▶ **What you have to do**
In the abstract below on framboidal triblock copolymer vesicles, over what range did the adsorption efficiency, Aeff, increase as vesicle surface roughness increased?

▶ **Text section**
------------------------
Framboidal ABC triblock copolymer vesicles: a new class of efficient Pickering emulsifier

Abstract

Pickering emulsions offer important advantages over conventional surfactant-stabilized emulsions, including enhanced long-term stability, more reproducible formulations and reduced foaming problems. The recent development of polymerization-induced self-assembly (PISA) offers considerable scope for the design of a wide range of block copolymer nanoparticles with tunable surface wettability that may serve as bespoke Pickering emulsifiers. In the present study, we exploit PISA to design a series of model framboidal ABC triblock copolymer vesicles with exquisite control over surface roughness. Transmission electron microscopy (TEM) and small-angle X-ray scattering (SAXS) were utilized to characterize these nanoparticles, which were subsequently used to stabilize n-dodecane emulsion droplets in water. The adsorption efficiency, Aeff, of the nanoparticles at the n-dodecane/water interface was determined as a function of increasing vesicle surface roughness using a turbidimetry assay. A strong correlation between surface roughness and Aeff was observed, with Aeff increasing from 36% up to 94%. This is a significant improvement in Pickering emulsifier efficiency compared to that reported previously for similar vesicles with smooth surfaces. In summary, nanoparticles with appreciable surface roughness are much more effective Pickering emulsifiers and this parameter can be readily fine-tuned using a highly efficient PISA formulation.
------------------------
▶ **Record extracts**
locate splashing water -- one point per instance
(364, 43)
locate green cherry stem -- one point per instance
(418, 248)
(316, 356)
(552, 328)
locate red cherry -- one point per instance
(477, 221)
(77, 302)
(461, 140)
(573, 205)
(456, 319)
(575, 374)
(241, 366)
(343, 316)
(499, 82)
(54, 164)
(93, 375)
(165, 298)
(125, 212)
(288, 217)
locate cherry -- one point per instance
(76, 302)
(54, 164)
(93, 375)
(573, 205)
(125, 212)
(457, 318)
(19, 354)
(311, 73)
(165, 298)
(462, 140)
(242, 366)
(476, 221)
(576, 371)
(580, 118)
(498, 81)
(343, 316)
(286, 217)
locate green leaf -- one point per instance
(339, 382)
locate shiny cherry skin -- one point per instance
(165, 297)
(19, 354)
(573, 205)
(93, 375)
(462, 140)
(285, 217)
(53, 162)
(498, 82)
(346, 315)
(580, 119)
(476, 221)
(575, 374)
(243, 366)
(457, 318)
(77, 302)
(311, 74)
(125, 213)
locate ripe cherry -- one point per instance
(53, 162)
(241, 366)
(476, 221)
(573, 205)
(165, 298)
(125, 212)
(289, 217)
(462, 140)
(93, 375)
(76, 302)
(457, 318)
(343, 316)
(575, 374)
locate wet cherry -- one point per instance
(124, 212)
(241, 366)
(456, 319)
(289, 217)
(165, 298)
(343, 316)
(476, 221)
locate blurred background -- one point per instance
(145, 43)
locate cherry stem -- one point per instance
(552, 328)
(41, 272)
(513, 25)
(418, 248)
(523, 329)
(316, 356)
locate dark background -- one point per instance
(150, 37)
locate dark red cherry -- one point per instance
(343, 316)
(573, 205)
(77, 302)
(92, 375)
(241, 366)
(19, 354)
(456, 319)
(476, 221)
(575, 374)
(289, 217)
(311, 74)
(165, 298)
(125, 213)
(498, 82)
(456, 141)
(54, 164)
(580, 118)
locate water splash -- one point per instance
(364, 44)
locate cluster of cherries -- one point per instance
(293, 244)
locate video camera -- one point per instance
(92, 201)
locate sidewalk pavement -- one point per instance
------------------------
▶ **Result below**
From 36% up to 94%.